**PROMPT:** Begin at the line below that contains "Keypoint placement rule: for each instance of the street". Repeat it and all remaining lines of the records exactly.
— start RECORD EXCERPTS —
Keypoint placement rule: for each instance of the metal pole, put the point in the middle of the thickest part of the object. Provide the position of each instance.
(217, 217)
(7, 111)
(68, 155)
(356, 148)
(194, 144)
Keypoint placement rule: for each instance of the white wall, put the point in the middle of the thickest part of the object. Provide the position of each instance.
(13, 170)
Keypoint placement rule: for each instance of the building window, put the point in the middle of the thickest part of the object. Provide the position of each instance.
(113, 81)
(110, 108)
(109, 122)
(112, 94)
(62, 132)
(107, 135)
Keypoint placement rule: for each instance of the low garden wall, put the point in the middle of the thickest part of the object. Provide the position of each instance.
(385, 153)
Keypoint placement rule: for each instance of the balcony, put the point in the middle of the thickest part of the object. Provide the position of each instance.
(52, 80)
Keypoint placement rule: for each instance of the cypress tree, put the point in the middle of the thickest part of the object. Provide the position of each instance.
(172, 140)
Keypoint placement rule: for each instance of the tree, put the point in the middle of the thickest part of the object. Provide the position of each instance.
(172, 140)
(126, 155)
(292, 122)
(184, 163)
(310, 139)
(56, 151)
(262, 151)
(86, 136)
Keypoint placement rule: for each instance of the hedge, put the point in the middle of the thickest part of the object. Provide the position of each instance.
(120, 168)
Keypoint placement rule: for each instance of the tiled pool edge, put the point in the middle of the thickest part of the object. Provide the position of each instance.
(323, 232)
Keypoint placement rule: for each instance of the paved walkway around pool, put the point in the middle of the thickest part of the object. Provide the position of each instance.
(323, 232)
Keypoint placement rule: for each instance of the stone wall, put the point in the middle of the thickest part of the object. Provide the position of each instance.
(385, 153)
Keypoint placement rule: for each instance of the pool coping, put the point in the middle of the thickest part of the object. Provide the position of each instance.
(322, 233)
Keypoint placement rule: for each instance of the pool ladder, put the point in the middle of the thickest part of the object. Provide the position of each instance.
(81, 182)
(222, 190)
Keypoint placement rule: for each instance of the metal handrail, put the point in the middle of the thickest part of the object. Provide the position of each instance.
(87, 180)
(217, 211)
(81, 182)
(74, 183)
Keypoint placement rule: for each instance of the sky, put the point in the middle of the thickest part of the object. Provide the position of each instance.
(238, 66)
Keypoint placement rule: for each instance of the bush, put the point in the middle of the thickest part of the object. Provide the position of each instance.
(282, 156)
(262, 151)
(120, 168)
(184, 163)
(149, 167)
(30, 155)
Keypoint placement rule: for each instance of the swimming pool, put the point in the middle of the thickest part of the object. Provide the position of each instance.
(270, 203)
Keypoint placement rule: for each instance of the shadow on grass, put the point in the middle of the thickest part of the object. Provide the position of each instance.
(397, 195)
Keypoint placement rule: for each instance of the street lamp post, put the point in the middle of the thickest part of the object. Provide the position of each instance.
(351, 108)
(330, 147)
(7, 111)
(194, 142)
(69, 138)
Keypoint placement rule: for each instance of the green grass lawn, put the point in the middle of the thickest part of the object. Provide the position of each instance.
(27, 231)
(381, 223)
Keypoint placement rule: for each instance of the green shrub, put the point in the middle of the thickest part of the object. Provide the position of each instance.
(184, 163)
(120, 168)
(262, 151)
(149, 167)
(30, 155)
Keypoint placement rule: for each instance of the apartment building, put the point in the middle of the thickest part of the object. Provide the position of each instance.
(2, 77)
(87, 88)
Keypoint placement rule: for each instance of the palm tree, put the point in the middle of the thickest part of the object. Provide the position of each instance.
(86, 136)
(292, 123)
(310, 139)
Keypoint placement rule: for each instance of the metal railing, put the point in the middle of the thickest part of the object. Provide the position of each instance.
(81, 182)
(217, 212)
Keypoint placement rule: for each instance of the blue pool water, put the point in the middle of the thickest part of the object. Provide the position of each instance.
— end RECORD EXCERPTS —
**ANSWER IN FULL:**
Keypoint placement rule: for each instance of the street lamp post, put the point in the middle of the thickest part of the object. Provide the position of each instance.
(351, 108)
(330, 147)
(7, 111)
(194, 142)
(69, 138)
Keypoint placement rule: for each instance of the green grass lawn, put the point in the middle of the thickest part of the object. Provide the position of each instance.
(27, 231)
(381, 223)
Keypoint placement rule: for each instance of the green shrub, put the point in the middle of the thickest part of the object. Provide the position of each instance.
(184, 163)
(120, 168)
(262, 151)
(149, 167)
(30, 155)
Keypoint placement rule: for each instance of the apartment building, put the point in the middle of the thickest part of the object. Provide the position of each instance.
(2, 77)
(87, 88)
Keypoint placement rule: for each instance of the palm tree, put the point in the middle of the thickest part of the object. Provide the position of each instance.
(86, 136)
(292, 123)
(310, 139)
Keypoint placement rule: for each instance of the metal railing, put the point in the middle of the thickest part of the object. Provide the position of each instance.
(81, 182)
(217, 212)
Keypoint placement rule: for each instance of the blue pool water, put the point in the middle of the thickest part of the object. Provide the position of each instance.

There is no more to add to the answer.